— Start of Data supplied —

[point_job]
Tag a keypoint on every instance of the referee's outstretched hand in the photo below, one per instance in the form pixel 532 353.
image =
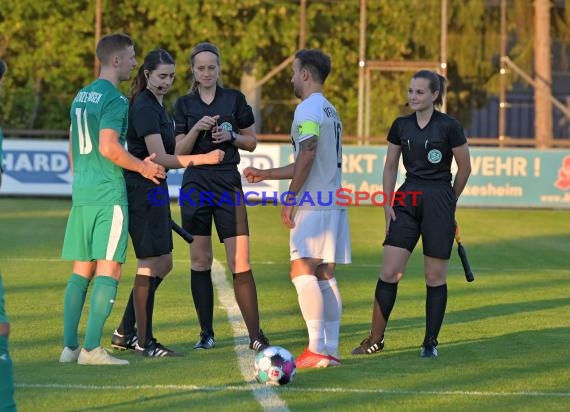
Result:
pixel 152 171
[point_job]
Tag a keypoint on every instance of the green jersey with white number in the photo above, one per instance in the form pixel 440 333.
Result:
pixel 97 180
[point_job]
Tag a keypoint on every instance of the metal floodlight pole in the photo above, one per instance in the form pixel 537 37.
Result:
pixel 361 73
pixel 443 46
pixel 503 74
pixel 98 19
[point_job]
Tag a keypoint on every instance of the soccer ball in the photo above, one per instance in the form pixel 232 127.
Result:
pixel 274 366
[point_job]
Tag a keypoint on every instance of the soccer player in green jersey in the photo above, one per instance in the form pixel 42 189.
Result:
pixel 97 229
pixel 7 403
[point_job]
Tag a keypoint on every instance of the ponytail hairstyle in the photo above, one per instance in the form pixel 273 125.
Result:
pixel 199 48
pixel 436 83
pixel 151 62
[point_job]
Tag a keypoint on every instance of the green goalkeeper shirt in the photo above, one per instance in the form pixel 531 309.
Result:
pixel 97 180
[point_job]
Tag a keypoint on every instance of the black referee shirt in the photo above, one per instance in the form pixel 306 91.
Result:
pixel 147 116
pixel 427 152
pixel 234 114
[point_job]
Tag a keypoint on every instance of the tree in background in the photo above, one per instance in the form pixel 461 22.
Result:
pixel 50 48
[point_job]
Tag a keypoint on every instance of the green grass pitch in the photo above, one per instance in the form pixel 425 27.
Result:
pixel 504 344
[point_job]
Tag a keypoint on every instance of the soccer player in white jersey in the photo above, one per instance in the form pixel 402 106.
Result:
pixel 319 237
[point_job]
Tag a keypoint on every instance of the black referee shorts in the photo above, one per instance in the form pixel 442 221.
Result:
pixel 217 195
pixel 149 224
pixel 432 218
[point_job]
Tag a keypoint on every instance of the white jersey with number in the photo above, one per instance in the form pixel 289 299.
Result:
pixel 316 116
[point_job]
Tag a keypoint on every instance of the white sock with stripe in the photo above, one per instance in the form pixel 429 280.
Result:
pixel 332 314
pixel 311 304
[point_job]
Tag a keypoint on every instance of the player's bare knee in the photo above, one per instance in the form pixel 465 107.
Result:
pixel 391 276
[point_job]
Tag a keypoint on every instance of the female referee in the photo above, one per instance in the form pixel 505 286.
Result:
pixel 428 141
pixel 150 130
pixel 209 117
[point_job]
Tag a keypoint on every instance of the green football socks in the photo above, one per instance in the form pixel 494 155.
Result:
pixel 72 307
pixel 102 300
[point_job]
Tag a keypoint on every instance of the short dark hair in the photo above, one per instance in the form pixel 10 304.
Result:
pixel 112 44
pixel 2 68
pixel 436 83
pixel 202 47
pixel 317 62
pixel 152 60
pixel 199 48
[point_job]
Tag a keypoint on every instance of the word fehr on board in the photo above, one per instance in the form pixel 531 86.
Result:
pixel 342 197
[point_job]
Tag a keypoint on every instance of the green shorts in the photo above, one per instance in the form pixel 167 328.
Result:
pixel 3 315
pixel 96 233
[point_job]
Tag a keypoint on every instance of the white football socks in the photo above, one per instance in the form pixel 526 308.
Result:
pixel 332 313
pixel 312 307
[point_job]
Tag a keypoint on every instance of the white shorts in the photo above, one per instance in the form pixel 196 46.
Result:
pixel 321 234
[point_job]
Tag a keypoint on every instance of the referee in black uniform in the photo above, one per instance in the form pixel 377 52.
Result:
pixel 210 117
pixel 428 141
pixel 151 130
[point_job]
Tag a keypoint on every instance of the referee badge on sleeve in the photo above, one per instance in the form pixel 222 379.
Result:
pixel 434 156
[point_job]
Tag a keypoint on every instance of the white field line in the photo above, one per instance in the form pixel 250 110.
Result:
pixel 266 396
pixel 295 389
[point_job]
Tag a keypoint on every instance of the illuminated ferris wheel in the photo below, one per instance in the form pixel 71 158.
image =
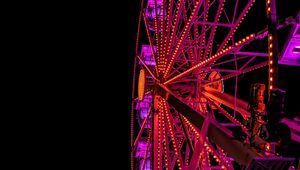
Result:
pixel 182 115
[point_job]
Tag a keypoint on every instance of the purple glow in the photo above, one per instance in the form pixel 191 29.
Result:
pixel 291 49
pixel 146 55
pixel 143 108
pixel 141 149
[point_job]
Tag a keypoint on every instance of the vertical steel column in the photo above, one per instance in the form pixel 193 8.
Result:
pixel 132 115
pixel 272 45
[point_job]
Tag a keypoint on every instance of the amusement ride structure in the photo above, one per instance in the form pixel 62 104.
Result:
pixel 186 111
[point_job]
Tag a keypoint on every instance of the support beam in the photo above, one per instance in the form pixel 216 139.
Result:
pixel 241 153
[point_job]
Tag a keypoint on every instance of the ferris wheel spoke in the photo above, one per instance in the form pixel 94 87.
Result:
pixel 151 43
pixel 147 68
pixel 246 70
pixel 213 30
pixel 142 128
pixel 183 36
pixel 226 99
pixel 225 113
pixel 215 57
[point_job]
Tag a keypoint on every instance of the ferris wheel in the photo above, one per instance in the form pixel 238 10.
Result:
pixel 186 110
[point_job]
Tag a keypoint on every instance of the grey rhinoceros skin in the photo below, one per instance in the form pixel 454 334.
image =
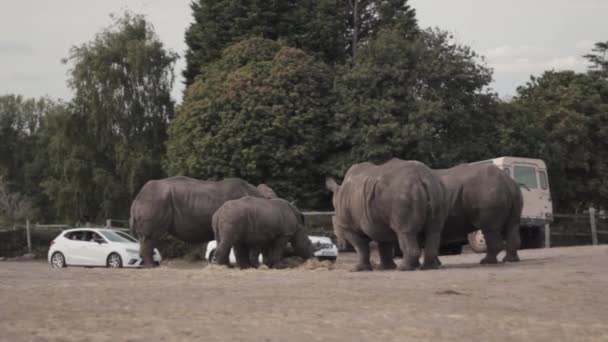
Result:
pixel 481 196
pixel 392 202
pixel 182 207
pixel 252 224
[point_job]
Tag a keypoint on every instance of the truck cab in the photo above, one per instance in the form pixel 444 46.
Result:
pixel 531 175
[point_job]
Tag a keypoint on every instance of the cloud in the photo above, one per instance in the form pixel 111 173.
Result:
pixel 584 45
pixel 566 63
pixel 15 48
pixel 510 52
pixel 526 59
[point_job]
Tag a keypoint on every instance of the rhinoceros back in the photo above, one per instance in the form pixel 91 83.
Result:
pixel 376 197
pixel 184 206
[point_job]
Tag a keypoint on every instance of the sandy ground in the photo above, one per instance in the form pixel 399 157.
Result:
pixel 559 294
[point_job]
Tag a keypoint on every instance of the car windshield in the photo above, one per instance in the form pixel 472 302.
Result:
pixel 525 175
pixel 114 236
pixel 126 236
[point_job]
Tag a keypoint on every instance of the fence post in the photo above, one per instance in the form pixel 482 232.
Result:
pixel 29 237
pixel 593 226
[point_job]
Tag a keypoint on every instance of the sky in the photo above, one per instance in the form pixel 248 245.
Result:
pixel 518 38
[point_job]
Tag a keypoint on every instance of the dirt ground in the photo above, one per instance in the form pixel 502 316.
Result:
pixel 559 294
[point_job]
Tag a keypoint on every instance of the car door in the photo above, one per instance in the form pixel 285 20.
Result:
pixel 74 248
pixel 94 252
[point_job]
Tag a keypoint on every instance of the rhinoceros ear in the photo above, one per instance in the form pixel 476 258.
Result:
pixel 331 184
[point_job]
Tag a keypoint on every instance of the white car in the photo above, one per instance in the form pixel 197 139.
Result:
pixel 325 249
pixel 96 247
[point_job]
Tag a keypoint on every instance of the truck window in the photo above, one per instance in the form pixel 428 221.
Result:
pixel 525 175
pixel 543 180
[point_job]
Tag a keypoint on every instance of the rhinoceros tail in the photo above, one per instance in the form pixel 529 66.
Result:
pixel 215 225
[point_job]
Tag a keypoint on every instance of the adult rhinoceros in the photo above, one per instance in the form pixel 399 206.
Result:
pixel 394 201
pixel 252 224
pixel 481 196
pixel 183 207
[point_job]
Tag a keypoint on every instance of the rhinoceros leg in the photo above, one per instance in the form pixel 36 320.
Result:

— End of Data supplied —

Given instruction
Please recast every row above as a JSON list of strings with one string per line, skipping blank lines and leaving the pictures out.

Result of the task
[
  "[point_job]",
  "Tag a keypoint on every instance of the referee's outstretched hand in the photo below, one per instance in the form pixel 532 353.",
  "image =",
  "Result:",
  "pixel 152 171",
  "[point_job]",
  "Tag a keypoint on every instance of the green jersey with white number in the photo above, one per instance in the form pixel 440 333.",
  "Result:",
  "pixel 97 180",
  "[point_job]",
  "Tag a keypoint on every instance of the metal floodlight pole in the photo above, one per instance in the form pixel 537 37.",
  "Result:",
  "pixel 361 73",
  "pixel 443 46",
  "pixel 503 74",
  "pixel 98 19",
  "[point_job]",
  "Tag a keypoint on every instance of the soccer ball in the photo above, one per instance in the form pixel 232 127.",
  "Result:",
  "pixel 274 366",
  "[point_job]",
  "Tag a keypoint on every instance of the soccer player in green jersey in the photo above, one per instance in the form pixel 42 189.",
  "Result:",
  "pixel 97 229",
  "pixel 7 403",
  "[point_job]",
  "Tag a keypoint on every instance of the ponytail hairstyle in the photo above, one per instance in the form pixel 273 125.",
  "Result:",
  "pixel 199 48",
  "pixel 436 83",
  "pixel 151 62",
  "[point_job]",
  "Tag a keypoint on every instance of the green goalkeeper shirt in the photo above, one per instance in the form pixel 531 309.",
  "Result:",
  "pixel 97 180",
  "[point_job]",
  "Tag a keypoint on every instance of the black referee shirt in the photo above, one per instance in the form pixel 306 91.",
  "Result:",
  "pixel 147 116",
  "pixel 427 152",
  "pixel 234 114",
  "[point_job]",
  "Tag a keypoint on every instance of the tree in background in the photo above, one per instance in the form pixel 461 22.",
  "Result:",
  "pixel 50 48",
  "[point_job]",
  "Tag a keypoint on every instance of the green grass pitch in the photo above, one per instance in the form pixel 425 27.",
  "Result:",
  "pixel 504 344",
  "[point_job]",
  "Tag a keypoint on every instance of the soccer player in white jersey in the photo above, one per instance in the form pixel 402 106.",
  "Result:",
  "pixel 319 237",
  "[point_job]",
  "Tag a keypoint on every instance of the black referee shorts in the photo above, one per instance in the form pixel 442 221.",
  "Result:",
  "pixel 217 195",
  "pixel 149 224",
  "pixel 432 218",
  "[point_job]",
  "Tag a keypoint on every instance of the white jersey with number in the photo above, one per instance in the form pixel 289 299.",
  "Result:",
  "pixel 316 116",
  "[point_job]",
  "Tag a keypoint on every instance of the white sock with stripe in the photo above, one per instance in the form pixel 429 280.",
  "Result:",
  "pixel 332 314",
  "pixel 311 304",
  "[point_job]",
  "Tag a keypoint on every instance of the player's bare knee in the photo above, one per instance in the form pixel 465 107.",
  "Result:",
  "pixel 391 276",
  "[point_job]",
  "Tag a keypoint on every instance of the female referee in the photo above, one per instance in the form pixel 505 286.",
  "Result:",
  "pixel 428 141",
  "pixel 150 130",
  "pixel 209 117",
  "[point_job]",
  "Tag a keypoint on every instance of the green football socks in the photo above, one per instance in the form pixel 494 155.",
  "Result:",
  "pixel 72 307",
  "pixel 102 300",
  "[point_job]",
  "Tag a keypoint on every instance of the short dark hair in the photo above, one per instance in the form pixel 10 304.",
  "Result:",
  "pixel 112 44",
  "pixel 2 68",
  "pixel 436 83",
  "pixel 202 47",
  "pixel 317 62",
  "pixel 152 60",
  "pixel 199 48",
  "[point_job]",
  "Tag a keypoint on every instance of the word fehr on board in the photo above, one per instance in the form pixel 531 86.",
  "Result:",
  "pixel 342 197",
  "[point_job]",
  "Tag a keypoint on every instance of the green shorts in the photo above, one per instance in the form pixel 167 328.",
  "Result:",
  "pixel 3 315",
  "pixel 96 233",
  "[point_job]",
  "Tag a keypoint on every instance of the white football socks in the photo above, one per instance in the form pixel 526 308.",
  "Result:",
  "pixel 332 313",
  "pixel 312 307",
  "[point_job]",
  "Tag a keypoint on every instance of the white shorts in the photo above, one per instance in the form pixel 196 46.",
  "Result:",
  "pixel 321 234",
  "[point_job]",
  "Tag a keypoint on every instance of the referee in black uniform in the photo above, one per instance in the form pixel 377 52.",
  "Result:",
  "pixel 210 117",
  "pixel 428 141",
  "pixel 151 130",
  "[point_job]",
  "Tag a keypoint on every instance of the referee badge on sleeve in the photo above, one per instance in the form pixel 222 379.",
  "Result:",
  "pixel 434 156",
  "[point_job]",
  "Tag a keypoint on every instance of the white field line in the photo above, one per instance in the form pixel 250 110.",
  "Result:",
  "pixel 266 396",
  "pixel 295 389",
  "[point_job]",
  "Tag a keypoint on every instance of the illuminated ferris wheel in the photo below, one per instance in the form pixel 71 158.",
  "image =",
  "Result:",
  "pixel 182 115",
  "[point_job]",
  "Tag a keypoint on every instance of the purple glow in the photo above, one per instance in the form pixel 191 29.",
  "Result:",
  "pixel 291 49",
  "pixel 146 55",
  "pixel 143 108",
  "pixel 141 149",
  "[point_job]",
  "Tag a keypoint on every instance of the vertical steel column in the photo above, one per instance in the form pixel 193 8.",
  "Result:",
  "pixel 132 115",
  "pixel 272 45",
  "[point_job]",
  "Tag a keypoint on every instance of the amusement ride structure in the photo above, one per instance in the form pixel 62 104.",
  "Result:",
  "pixel 186 111",
  "[point_job]",
  "Tag a keypoint on every instance of the support beam in the photo above, one per instance in the form pixel 216 139.",
  "Result:",
  "pixel 241 153",
  "[point_job]",
  "Tag a keypoint on every instance of the ferris wheel spoke in the photo above, one per instance in the form pixel 94 87.",
  "Result:",
  "pixel 151 43",
  "pixel 147 68",
  "pixel 246 70",
  "pixel 213 30",
  "pixel 142 128",
  "pixel 183 36",
  "pixel 226 99",
  "pixel 225 113",
  "pixel 215 57",
  "[point_job]",
  "Tag a keypoint on every instance of the ferris wheel in the photo above, one per instance in the form pixel 238 10.",
  "Result:",
  "pixel 186 110",
  "[point_job]",
  "Tag a keypoint on every instance of the grey rhinoceros skin in the photo below, one per instance in the form pixel 454 334.",
  "image =",
  "Result:",
  "pixel 481 196",
  "pixel 392 202",
  "pixel 182 207",
  "pixel 252 224",
  "[point_job]",
  "Tag a keypoint on every instance of the truck cab in the photo above, one per instance in the form pixel 444 46.",
  "Result:",
  "pixel 531 175",
  "[point_job]",
  "Tag a keypoint on every instance of the cloud in the photo above, one per instance in the form pixel 111 173.",
  "Result:",
  "pixel 584 45",
  "pixel 566 63",
  "pixel 15 48",
  "pixel 510 52",
  "pixel 526 59",
  "[point_job]",
  "Tag a keypoint on every instance of the rhinoceros back in the photo above, one per instance in the form pixel 91 83.",
  "Result:",
  "pixel 376 197",
  "pixel 184 206",
  "[point_job]",
  "Tag a keypoint on every instance of the sandy ground in the photo above, one per instance in the form pixel 399 157.",
  "Result:",
  "pixel 559 294",
  "[point_job]",
  "Tag a keypoint on every instance of the car windshield in the photo above, one per instance in the form pixel 472 302.",
  "Result:",
  "pixel 525 175",
  "pixel 114 236",
  "pixel 126 236",
  "[point_job]",
  "Tag a keypoint on every instance of the fence post in the photo above, one per instance in the form pixel 482 232.",
  "Result:",
  "pixel 29 237",
  "pixel 593 226",
  "[point_job]",
  "Tag a keypoint on every instance of the sky in the photo above, one per instance in the form pixel 248 245.",
  "Result:",
  "pixel 518 38",
  "[point_job]",
  "Tag a keypoint on every instance of the dirt ground in the photo above, one per instance in the form pixel 502 316.",
  "Result:",
  "pixel 559 294",
  "[point_job]",
  "Tag a keypoint on every instance of the car door in the photo above, one per instance in the form pixel 285 20.",
  "Result:",
  "pixel 74 248",
  "pixel 94 252",
  "[point_job]",
  "Tag a keypoint on every instance of the rhinoceros ear in the photo above, one per instance in the form pixel 476 258.",
  "Result:",
  "pixel 331 184",
  "[point_job]",
  "Tag a keypoint on every instance of the white car in the photo above, one per instance in the form pixel 197 139.",
  "Result:",
  "pixel 325 249",
  "pixel 96 247",
  "[point_job]",
  "Tag a keypoint on every instance of the truck window in the photo above, one per instance in the form pixel 428 221.",
  "Result:",
  "pixel 525 175",
  "pixel 543 180",
  "[point_job]",
  "Tag a keypoint on every instance of the rhinoceros tail in the photo above, one per instance in the form pixel 529 66.",
  "Result:",
  "pixel 215 225",
  "[point_job]",
  "Tag a keypoint on every instance of the adult rhinoceros in the photo above, one per instance in the form pixel 399 206.",
  "Result:",
  "pixel 394 201",
  "pixel 252 224",
  "pixel 481 196",
  "pixel 183 207",
  "[point_job]",
  "Tag a keypoint on every instance of the rhinoceros leg in the photo above, one per instance in the form pixel 36 320.",
  "Result:"
]